#### [ACTIVITY]
Repeat each record below exactly, dropping the pictures.

━━━━━ SOURCE INFORMATION

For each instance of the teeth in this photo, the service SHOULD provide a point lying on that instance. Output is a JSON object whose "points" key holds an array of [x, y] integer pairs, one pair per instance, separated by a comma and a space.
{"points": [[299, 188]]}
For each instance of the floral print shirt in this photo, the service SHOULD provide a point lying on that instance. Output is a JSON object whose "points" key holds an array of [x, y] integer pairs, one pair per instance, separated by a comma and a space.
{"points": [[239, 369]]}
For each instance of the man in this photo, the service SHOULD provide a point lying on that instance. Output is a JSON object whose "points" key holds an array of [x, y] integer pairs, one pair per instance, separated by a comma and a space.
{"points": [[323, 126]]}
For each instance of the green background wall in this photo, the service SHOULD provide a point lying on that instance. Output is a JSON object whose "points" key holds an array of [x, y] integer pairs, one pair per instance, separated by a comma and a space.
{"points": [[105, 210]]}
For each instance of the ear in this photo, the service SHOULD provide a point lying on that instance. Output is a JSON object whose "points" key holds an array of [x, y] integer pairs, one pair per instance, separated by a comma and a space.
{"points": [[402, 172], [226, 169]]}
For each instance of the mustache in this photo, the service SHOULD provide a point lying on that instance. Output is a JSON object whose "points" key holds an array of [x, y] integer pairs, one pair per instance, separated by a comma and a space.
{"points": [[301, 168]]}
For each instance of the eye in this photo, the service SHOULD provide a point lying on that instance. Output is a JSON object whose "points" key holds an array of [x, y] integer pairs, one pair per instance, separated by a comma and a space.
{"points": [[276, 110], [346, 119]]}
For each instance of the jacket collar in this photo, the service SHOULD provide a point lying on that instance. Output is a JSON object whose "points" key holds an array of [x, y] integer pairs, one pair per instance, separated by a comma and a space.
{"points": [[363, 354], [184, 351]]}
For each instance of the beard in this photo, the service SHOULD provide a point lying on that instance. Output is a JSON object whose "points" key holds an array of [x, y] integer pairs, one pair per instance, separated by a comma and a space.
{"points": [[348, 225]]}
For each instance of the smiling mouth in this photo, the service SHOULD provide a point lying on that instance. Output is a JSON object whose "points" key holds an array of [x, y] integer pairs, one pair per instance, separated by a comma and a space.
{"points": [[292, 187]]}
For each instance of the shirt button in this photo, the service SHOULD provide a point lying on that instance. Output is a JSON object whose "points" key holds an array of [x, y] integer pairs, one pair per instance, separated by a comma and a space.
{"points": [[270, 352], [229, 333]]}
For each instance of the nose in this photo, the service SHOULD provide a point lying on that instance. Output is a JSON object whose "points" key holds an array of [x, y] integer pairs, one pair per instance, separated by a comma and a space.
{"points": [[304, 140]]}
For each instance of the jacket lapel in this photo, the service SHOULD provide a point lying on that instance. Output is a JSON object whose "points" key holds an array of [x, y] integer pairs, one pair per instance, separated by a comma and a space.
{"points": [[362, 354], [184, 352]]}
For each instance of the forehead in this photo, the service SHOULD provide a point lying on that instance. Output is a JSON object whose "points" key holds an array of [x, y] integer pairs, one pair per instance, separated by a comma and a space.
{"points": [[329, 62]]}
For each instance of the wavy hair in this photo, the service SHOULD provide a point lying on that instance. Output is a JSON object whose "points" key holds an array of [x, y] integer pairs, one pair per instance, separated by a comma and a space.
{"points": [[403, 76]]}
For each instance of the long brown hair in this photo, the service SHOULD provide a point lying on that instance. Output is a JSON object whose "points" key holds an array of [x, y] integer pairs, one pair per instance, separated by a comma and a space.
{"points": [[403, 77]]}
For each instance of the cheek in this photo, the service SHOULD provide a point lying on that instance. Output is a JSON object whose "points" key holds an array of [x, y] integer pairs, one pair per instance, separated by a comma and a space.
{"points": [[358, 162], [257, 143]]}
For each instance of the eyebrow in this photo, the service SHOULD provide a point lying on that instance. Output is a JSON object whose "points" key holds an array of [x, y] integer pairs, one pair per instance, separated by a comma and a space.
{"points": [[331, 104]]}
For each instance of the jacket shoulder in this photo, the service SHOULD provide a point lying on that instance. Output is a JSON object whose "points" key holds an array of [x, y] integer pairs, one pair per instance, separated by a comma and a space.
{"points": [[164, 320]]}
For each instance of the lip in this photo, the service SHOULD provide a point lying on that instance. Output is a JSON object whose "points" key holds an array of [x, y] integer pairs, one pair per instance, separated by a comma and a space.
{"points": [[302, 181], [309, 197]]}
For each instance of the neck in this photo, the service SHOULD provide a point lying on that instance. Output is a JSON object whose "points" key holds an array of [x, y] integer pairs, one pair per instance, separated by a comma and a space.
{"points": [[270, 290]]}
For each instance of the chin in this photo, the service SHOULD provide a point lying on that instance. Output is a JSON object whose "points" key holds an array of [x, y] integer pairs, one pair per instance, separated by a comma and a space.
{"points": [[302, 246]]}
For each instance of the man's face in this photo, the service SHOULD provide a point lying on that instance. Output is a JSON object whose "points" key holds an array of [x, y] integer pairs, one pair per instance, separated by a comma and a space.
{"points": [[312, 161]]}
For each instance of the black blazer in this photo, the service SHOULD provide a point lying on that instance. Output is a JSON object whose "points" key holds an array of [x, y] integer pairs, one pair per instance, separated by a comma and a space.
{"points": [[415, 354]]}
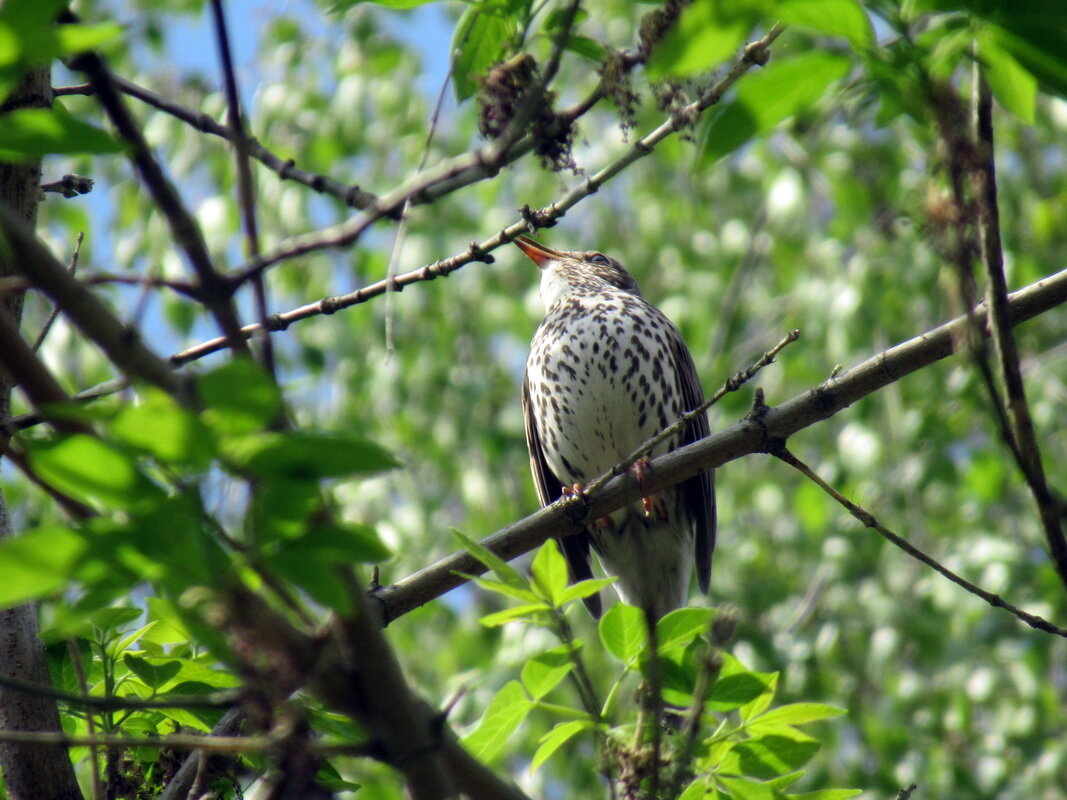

━━━━━━━━━━

#### [TASK RESULT]
For each instance of the teeth in this photo, the service SHOULD provide a point lying on that instance. Output is a JSON object whose "points" key holds an array of [x, y] integer pairs, one pair per instance, separated by a comma and a space.
{"points": [[299, 188]]}
For each instance of the floral print shirt in this photo, the service SHOULD provide a point lying on that instance. Output is a JSON object whose "points" key holds an array of [x, y] integer pairs, one pair per instance, separated by a comma and a space.
{"points": [[239, 369]]}
For each instance of the man in this photo, the service SHOULD provide a point lying on that instance. Output is a JSON object whose "points" key holds an array of [x, y] integer pairs, one pair per instance, separated by a comma and a space.
{"points": [[323, 126]]}
For each instance of the green background wall in this photo, the service SHOULD provide a point lying on that instance. Output is a JSON object whose "points" key holds an array of [x, y] integer pairs, one pair per instance, separated by a comma and a space.
{"points": [[105, 210]]}
For each instance of the ear in this photo, the service SHOULD provide a point lying on that instance. Output is a JSON object whose "points" key holds an array of [x, y] integer pairs, one pair per instance, separated by a comma and a space.
{"points": [[402, 172], [226, 169]]}
For each instance of the mustache in this photo, the service SHOULD provide a point lying on that instance. Output is a JSON object whose "points" key holds an array of [x, y] integer pairs, one pair per instance, separated by a comma and a space.
{"points": [[301, 168]]}
For each instance of the eye in this photo, the service SHOULD provide a point lying on that instance. Output is a JSON object whose "points" key holds an array of [x, y] integer pairs, one pair per instance, separated by a comma and a space.
{"points": [[276, 110], [346, 119]]}
For each instance of the jacket collar in this photo, the service SHOULD provide a point lying on that instance. Output is a JSON object whose "points" key holds an array of [x, y] integer pairs, one pair per instance, separated by a comma and a space.
{"points": [[363, 354], [184, 351]]}
For each instance of the beard in this photo, the service SHOULD provide a point lying on that instance. Output is a JSON object whose "points" key holds an array of [x, y] integer pairs, one pair per instance, separated by a comma and a space.
{"points": [[348, 225]]}
For each instance of the smiling mouth in this photo, the service SHOULD provide a point lying on that instance. Output is a JSON object whose "points" key holds an array of [x, y] integer pairs, one pair per instance, separated by a comma and a space.
{"points": [[292, 187]]}
For each instance of the shirt button in this photo, the service SHOULD provide a point lying on that instance. Output is a JSON object whose "points" key holds an array of [x, y] integer pairs, one pair per instance, separated by a comma and a space.
{"points": [[270, 352], [229, 333]]}
For each instance of the nose in this photo, the service SHOULD provide a point lying on that instance. Output is a JSON object whose "points" key holds an array of [x, y] integer pairs, one pair per instance, separated by a comma and a space.
{"points": [[304, 140]]}
For each instance of the jacket lapel in this photo, the service SHOULD provide a point lying on that instance. Output is a JSON object whose "points" key holds an array of [x, y] integer pairs, one pair per instance, separated by a comma and a space.
{"points": [[362, 354], [184, 352]]}
For each instance of the forehead in this photo, the service SHOULD provide a point lying on that instance. Output is a JSON object whose "points" key holds an array of [x, y] integer pairs, one pair per instance, separated by a comma and a space.
{"points": [[329, 62]]}
For each instance of the wavy hair in this photo, the service SHOULD provide a point lying on that instance. Output is a JSON object whose "points" key holds an array of [x, y] integer pairs, one pair per instance, separated by a comma and a space.
{"points": [[403, 76]]}
For each instance of the long brown hair in this photo, the service SHOULD provide a point lying on that instance. Output is a JSON object whose "points" key holds an array of [x, y] integer pairs, one pair per instance, separated by a comma and a space.
{"points": [[403, 77]]}
For each instance of the cheek in this photo, the service SHOULD provide a point lying on that instance. Output is a JSON object whose "points" key holds an array of [x, y] integer pairs, one pair per instance, separated by a comma and a space.
{"points": [[358, 162], [257, 143]]}
For each instance of the eyebrow in this photo, the service SHOULD provide a point lying on that instance. Output is a JSON object whose "points" key holds an array of [x, y] integer pairs, one pair per instance, separated by a comma and a space.
{"points": [[331, 104]]}
For each instance of the jacket shoulder in this photo, the service SHOULD provide a point lying on that instance. Output is a JSON object whose "points" key holds an array of [x, y] integer pairs, one pair per instance, separated by a comma and a space.
{"points": [[164, 320]]}
For each instance of the lip in this photo, the service SHOULD provide a point lying on that instance. Output is a JSON object whose "points" key holds an array of [x, y] integer pairs, one pair per instance, separated by a comma and a space.
{"points": [[302, 181], [309, 197]]}
For each instance of the neck in this photo, the service SHOULD provide a point lying on that instance. Output is a JSON object whose "points" key holds an array of [x, y] integer pairs, one pair per instance, separated by a comma and a space.
{"points": [[270, 290]]}
For each instance of the chin in this photo, the service SHOULD provide a point lying on that instance. Output is a JSON object whose "points" key holds an array of [x, y] integer pairs, one pair per instance, separated by a comma and a space.
{"points": [[302, 246]]}
For each instance of the man's face in this photo, the service SHOULD provide a point lying on that instance. Output is a JSON object whose "points" key holds an array of [x, y] integer pairs, one pair per instance, separated by a comma and a space.
{"points": [[312, 161]]}
For each instance of the black blazer in this photo, the service SHOULD provide a point lying on that instance. Output is a JSON object whose "points" key holds an array of [x, y] integer pairs, one pair per instance, separated by a comma and a space.
{"points": [[415, 354]]}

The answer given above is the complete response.